==== Extract to read ====

This criticism does seem to be more harsh than is necessary, but I don't see what the problem is in seeking the advice from those with more experience teaching. Khan has created something amazing, but that doesn't mean he is infallible nor that his videos should stay as they are today.

If you read the second to last paragraph, they don't suggest that Khan Academy shuts down, or that he stops teaching. They literally just say, "Hey, it'd be nice if he asked some really great teachers to look over his examples before he uses them to make sure he doesn't confuse people." I'm not an expert, but sounds like it couldn't hurt.


It's probably a good sign that Khan Academy is getting criticized by some members of mainstream media lately. It shows the growing importance of a great disruptive organization.


Or it may be just that it is worth criticizing? I personally found Khan Academy lessons of very poor quality.


I’m a huge fan of the Kahn academy videos and in order for it to get even better it needs people to criticize the curriculum so I am a big fan of this article.

I view Kahn Academy as the start to a new type of education that is in its very early stages. Kahn is a smart man who will probably take the criticism and use it to be better his instruction and add supplemental videos etc. I would be shocked if he didn’t add in a 3rd comparing decimals video after this criticism.

==== Items ====

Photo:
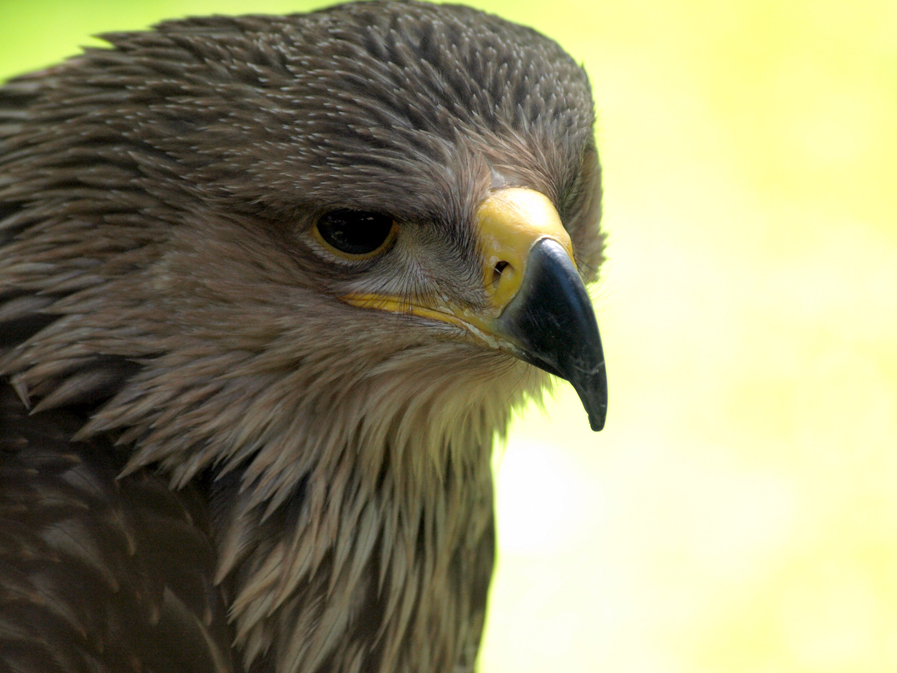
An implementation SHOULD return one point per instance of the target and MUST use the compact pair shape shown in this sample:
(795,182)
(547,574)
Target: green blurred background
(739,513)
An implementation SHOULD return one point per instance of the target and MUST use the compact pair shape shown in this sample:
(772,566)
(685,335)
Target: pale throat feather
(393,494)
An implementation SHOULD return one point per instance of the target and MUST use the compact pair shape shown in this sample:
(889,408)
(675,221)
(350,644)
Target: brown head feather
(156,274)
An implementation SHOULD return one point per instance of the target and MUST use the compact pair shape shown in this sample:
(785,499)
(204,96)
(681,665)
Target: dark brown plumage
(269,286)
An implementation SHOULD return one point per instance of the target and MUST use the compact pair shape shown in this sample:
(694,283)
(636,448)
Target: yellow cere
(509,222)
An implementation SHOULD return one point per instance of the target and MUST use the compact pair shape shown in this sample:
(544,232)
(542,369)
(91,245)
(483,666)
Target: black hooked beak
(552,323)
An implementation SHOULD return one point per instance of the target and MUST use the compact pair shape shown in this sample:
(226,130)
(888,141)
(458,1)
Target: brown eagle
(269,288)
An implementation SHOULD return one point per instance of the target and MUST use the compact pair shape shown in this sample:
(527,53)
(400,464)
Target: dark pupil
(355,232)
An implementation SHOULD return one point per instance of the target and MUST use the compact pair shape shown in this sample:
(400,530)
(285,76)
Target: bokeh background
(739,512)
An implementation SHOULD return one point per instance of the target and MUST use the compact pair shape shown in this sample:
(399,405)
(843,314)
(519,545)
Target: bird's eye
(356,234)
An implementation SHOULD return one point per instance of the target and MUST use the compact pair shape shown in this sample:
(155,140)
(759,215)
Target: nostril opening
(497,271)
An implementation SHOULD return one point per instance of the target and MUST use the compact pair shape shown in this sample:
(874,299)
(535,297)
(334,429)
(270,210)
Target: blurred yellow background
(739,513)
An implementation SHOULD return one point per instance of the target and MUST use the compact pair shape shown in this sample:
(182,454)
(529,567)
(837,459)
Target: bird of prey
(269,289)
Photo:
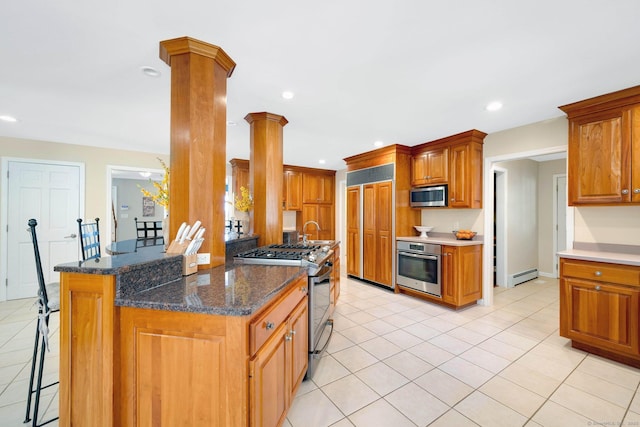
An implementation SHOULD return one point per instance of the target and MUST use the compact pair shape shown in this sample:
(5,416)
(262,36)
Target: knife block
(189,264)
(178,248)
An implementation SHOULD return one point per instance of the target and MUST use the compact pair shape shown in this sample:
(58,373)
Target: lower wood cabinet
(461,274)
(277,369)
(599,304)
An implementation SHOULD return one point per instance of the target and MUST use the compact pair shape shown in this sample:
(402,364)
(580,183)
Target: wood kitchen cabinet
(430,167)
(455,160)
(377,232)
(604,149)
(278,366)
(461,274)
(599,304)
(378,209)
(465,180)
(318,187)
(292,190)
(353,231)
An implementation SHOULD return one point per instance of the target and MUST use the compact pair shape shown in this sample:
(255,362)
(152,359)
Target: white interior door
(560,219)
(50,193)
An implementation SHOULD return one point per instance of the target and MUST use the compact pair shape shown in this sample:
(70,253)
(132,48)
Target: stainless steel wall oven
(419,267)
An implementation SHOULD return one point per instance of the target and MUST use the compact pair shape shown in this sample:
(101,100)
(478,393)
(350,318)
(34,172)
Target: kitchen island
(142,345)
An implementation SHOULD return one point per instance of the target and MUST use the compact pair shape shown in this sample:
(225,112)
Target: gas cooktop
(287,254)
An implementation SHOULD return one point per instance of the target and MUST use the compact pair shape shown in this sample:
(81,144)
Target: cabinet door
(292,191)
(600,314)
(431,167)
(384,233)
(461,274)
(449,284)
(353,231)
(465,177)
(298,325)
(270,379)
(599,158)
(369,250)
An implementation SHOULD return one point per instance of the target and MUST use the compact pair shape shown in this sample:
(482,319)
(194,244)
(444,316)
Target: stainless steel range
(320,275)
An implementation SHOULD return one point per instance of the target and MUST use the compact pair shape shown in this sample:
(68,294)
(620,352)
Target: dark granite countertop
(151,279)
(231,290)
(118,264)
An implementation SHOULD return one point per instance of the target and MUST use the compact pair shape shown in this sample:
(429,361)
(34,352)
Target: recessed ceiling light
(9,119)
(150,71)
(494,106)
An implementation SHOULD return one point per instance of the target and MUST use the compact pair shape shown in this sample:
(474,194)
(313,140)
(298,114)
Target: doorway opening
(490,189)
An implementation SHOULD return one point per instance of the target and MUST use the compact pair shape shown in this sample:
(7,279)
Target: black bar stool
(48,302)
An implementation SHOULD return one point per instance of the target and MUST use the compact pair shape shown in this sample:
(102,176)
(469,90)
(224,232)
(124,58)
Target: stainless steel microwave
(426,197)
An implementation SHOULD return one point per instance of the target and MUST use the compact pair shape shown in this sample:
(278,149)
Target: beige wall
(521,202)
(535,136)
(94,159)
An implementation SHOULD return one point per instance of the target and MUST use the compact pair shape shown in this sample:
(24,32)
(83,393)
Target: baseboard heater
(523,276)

====

• **Task instructions**
1. In the comments on Khan Academy, why does the commenter who calls themselves a huge fan of the videos say they are also a big fan of the critical article?
2. In the comments on Khan Academy, what does the last commenter say they would be shocked if Khan didn't add after the criticism?
3. Reproduce a passage from the comments on Khan Academy, beginning at the words "I’m a huge fan" and ending after the words "after this criticism.".

• **In response**
1. That commenter believes the videos need people to criticize the curriculum in order to get even better, so they welcome an article that does this.

2. A third video on comparing decimals.

3.
I’m a huge fan of the Kahn academy videos and in order for it to get even better it needs people to criticize the curriculum so I am a big fan of this article.

I view Kahn Academy as the start to a new type of education that is in its very early stages. Kahn is a smart man who will probably take the criticism and use it to be better his instruction and add supplemental videos etc. I would be shocked if he didn’t add in a 3rd comparing decimals video after this criticism.